══ PROVIDED RECORDS ══

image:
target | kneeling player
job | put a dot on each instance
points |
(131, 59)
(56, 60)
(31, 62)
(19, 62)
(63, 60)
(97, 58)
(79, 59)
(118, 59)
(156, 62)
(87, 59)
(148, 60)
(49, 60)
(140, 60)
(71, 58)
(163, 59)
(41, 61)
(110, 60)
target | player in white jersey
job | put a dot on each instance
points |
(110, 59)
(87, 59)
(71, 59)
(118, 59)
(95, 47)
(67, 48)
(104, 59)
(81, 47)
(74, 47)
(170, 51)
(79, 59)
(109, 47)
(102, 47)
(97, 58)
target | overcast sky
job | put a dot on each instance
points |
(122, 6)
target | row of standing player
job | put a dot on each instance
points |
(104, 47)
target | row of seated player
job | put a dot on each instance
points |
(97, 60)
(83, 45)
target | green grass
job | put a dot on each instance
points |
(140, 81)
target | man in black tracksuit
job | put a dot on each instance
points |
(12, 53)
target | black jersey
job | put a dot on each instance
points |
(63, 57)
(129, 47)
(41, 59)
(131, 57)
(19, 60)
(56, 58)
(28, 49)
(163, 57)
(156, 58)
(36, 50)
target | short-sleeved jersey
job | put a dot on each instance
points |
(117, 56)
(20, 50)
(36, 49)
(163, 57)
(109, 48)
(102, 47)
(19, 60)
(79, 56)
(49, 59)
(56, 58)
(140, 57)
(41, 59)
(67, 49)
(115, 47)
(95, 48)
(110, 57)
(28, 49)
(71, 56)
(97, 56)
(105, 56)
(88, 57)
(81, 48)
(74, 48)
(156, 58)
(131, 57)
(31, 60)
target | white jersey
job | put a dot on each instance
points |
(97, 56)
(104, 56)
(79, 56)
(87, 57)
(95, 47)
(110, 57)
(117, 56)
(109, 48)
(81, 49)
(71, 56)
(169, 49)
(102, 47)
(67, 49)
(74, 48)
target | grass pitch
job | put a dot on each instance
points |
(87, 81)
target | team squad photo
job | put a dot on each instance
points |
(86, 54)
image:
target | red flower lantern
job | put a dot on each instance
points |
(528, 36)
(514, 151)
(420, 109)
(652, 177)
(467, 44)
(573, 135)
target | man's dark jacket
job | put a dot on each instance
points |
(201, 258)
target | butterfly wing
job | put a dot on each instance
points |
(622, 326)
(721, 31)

═══

Print all of the records above again, line for line, with no changes.

image:
target | kneeling player
job | put a dot on each instance
points |
(131, 59)
(56, 60)
(31, 62)
(19, 62)
(63, 60)
(97, 58)
(79, 59)
(118, 59)
(156, 62)
(87, 59)
(148, 60)
(49, 60)
(140, 60)
(71, 58)
(163, 59)
(41, 61)
(110, 60)
target | player in white jersey
job | put a dot on each instance
points |
(110, 59)
(87, 59)
(71, 59)
(118, 59)
(95, 47)
(67, 48)
(104, 59)
(81, 47)
(74, 47)
(170, 51)
(79, 59)
(109, 47)
(102, 47)
(97, 58)
target | overcast sky
job | put a dot on each instance
points |
(122, 6)
target | row of standing player
job | put a dot on each instance
points |
(104, 47)
target | row of seated player
job | put a dot on each instance
points |
(97, 60)
(83, 45)
target | green grass
job | put a dot on each instance
points |
(140, 81)
target | man in black tracksuit
job | put a dot on each instance
points |
(12, 53)
target | black jersey
job | put a dot on each instance
points |
(63, 57)
(129, 47)
(41, 59)
(131, 57)
(19, 60)
(56, 58)
(28, 49)
(163, 57)
(156, 58)
(36, 50)
target | short-sleeved jersey
job | put a dot on each instance
points |
(117, 56)
(20, 50)
(36, 49)
(163, 57)
(109, 48)
(102, 47)
(19, 60)
(79, 56)
(49, 59)
(56, 58)
(140, 57)
(41, 59)
(67, 49)
(115, 47)
(95, 48)
(110, 57)
(28, 49)
(71, 56)
(97, 56)
(105, 56)
(88, 57)
(81, 48)
(74, 48)
(156, 58)
(131, 57)
(31, 60)
target | white jersey
job | put a dot on each instance
points |
(97, 56)
(104, 56)
(79, 56)
(87, 57)
(95, 47)
(110, 57)
(117, 56)
(109, 48)
(81, 49)
(71, 56)
(169, 49)
(102, 47)
(67, 49)
(74, 48)
target | grass pitch
job | put a dot on each instance
points |
(87, 81)
target | team squad photo
job | put a dot on each instance
points |
(86, 54)
image:
target | red flower lantern
job | put a dot on each instance
points |
(528, 36)
(514, 151)
(420, 109)
(652, 177)
(467, 44)
(573, 135)
target | man's dark jacket
job | put a dot on each instance
points |
(201, 258)
target | butterfly wing
job | put a dot on each instance
points |
(622, 326)
(721, 31)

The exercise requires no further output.